# [本文]
******
説明

コンクリート製セグメント

【課題】 セグメントの内周面側に裏込材注入孔の注入口を設けることなく掘削壁面とトンネル覆工との間の隙間に対する裏込材の注入を可能にして、一次覆工のみによるトンネル覆工部構造物の構築に適したセグメントを提供する。
【解決手段】 六角形セグメントS'の前端面中央部に、裏込材の吐出孔2'を該前端面からセグメントの前後端面間の中程に達する位置まで一側方に傾斜した状態で設けると共にこの吐出孔2'の先端から該セグメントS'の外周面に開口する吐出口2aを設け、さらに、この吐出孔2'に平行してセグメントS'の前後端面間に貫通する裏込材注入孔1'を設けて先に組み立てた六角形セグメントS'の前端面に次の六角形セグメントS'の後端面を接合させた時に、このセグメントS'の注入孔1'を先に組み立てたセグメントS'の吐出孔2'に連通させるように構成している。
******
# [提供情報]
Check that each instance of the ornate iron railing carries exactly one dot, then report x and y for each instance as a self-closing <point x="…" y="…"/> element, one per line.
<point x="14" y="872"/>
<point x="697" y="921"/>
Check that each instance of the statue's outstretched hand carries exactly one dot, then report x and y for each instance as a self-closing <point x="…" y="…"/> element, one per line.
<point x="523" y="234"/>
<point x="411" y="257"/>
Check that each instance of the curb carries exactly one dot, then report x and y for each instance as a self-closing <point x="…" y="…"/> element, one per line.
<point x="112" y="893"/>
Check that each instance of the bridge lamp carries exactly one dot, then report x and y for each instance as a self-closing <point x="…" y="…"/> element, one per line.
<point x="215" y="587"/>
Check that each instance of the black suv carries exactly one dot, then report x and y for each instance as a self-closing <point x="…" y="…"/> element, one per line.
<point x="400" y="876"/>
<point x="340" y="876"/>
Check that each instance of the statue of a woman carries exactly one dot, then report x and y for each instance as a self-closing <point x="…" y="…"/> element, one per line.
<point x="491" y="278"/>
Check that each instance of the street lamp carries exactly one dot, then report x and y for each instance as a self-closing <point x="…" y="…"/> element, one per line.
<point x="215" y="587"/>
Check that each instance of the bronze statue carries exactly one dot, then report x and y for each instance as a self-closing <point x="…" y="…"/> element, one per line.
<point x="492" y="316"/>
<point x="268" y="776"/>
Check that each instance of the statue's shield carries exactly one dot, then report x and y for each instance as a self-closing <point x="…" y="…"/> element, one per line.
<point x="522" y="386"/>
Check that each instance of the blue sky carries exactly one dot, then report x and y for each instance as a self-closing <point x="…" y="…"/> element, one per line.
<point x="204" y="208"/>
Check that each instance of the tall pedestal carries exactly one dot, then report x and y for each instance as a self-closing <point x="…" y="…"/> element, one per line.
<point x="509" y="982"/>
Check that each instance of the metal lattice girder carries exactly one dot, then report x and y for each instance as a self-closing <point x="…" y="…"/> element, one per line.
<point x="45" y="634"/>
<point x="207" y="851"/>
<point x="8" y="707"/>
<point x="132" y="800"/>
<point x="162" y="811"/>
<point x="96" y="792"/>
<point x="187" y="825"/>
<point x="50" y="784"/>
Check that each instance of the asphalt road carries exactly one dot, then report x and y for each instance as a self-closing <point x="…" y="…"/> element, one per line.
******
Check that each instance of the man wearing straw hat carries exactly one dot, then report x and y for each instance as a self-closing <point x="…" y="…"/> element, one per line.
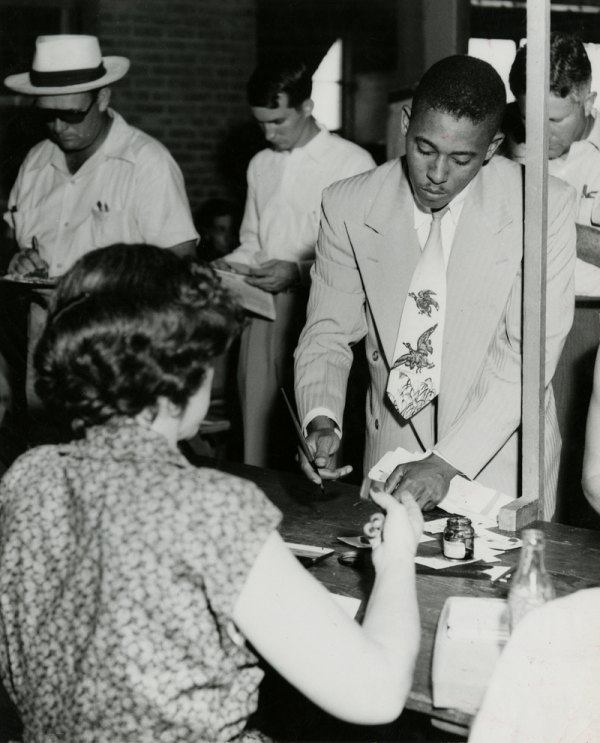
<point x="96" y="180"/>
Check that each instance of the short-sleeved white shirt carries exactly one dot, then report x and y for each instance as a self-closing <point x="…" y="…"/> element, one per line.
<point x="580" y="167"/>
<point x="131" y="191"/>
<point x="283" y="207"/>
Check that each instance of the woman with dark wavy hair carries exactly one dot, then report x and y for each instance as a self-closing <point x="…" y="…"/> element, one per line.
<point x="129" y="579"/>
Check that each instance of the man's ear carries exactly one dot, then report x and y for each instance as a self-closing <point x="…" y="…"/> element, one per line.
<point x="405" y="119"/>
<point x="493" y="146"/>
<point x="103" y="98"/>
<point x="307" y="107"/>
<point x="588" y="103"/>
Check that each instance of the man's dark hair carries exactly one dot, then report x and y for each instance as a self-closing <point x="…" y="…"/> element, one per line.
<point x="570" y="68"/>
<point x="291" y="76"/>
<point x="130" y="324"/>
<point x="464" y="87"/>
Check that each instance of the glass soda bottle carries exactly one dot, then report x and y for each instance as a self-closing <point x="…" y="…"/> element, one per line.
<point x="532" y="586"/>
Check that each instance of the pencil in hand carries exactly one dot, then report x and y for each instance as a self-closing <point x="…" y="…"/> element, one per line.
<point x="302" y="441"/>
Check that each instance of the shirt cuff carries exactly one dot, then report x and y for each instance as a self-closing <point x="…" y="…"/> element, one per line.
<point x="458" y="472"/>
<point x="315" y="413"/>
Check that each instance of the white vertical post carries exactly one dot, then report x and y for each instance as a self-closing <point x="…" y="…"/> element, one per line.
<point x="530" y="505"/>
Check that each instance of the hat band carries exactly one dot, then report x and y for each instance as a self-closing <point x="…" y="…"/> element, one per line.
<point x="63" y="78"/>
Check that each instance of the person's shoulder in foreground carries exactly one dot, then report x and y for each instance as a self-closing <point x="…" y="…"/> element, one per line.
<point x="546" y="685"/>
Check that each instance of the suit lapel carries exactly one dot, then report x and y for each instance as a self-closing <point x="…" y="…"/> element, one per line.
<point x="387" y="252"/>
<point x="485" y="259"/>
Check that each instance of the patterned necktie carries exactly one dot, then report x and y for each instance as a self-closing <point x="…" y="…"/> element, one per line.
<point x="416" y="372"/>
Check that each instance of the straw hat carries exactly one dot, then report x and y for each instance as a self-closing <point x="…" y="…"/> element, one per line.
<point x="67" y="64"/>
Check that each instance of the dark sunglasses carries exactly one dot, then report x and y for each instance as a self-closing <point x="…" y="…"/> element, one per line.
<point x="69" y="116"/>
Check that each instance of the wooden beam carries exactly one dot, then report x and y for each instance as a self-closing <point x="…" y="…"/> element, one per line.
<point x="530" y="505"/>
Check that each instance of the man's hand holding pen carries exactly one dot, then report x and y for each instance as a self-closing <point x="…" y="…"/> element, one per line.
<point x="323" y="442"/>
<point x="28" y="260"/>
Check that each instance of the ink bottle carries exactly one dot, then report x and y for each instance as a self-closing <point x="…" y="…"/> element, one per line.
******
# [記述課題]
A. 本文から、「コンクリート製セグメント」から「通させるように構成している。」までの部分をそのまま抜き出してください。
B. 本文に基づいて、次の問いに答えてください。
(i) 【課題】によると、提供するセグメントは何のみによるトンネル覆工部構造物の構築に適したものですか。
(ii) 裏込材の吐出孔2'は、六角形セグメントS'のどの端面の中央部に設けられますか。
(iii) 裏込材注入孔1'は、何に平行して設けられますか。

# [解答]
A.
コンクリート製セグメント

【課題】 セグメントの内周面側に裏込材注入孔の注入口を設けることなく掘削壁面とトンネル覆工との間の隙間に対する裏込材の注入を可能にして、一次覆工のみによるトンネル覆工部構造物の構築に適したセグメントを提供する。
【解決手段】 六角形セグメントS'の前端面中央部に、裏込材の吐出孔2'を該前端面からセグメントの前後端面間の中程に達する位置まで一側方に傾斜した状態で設けると共にこの吐出孔2'の先端から該セグメントS'の外周面に開口する吐出口2aを設け、さらに、この吐出孔2'に平行してセグメントS'の前後端面間に貫通する裏込材注入孔1'を設けて先に組み立てた六角形セグメントS'の前端面に次の六角形セグメントS'の後端面を接合させた時に、このセグメントS'の注入孔1'を先に組み立てたセグメントS'の吐出孔2'に連通させるように構成している。

B.
(i) 一次覆工のみによる構築です。
(ii) 前端面の中央部です。
(iii) 吐出孔2'に平行して設けられます。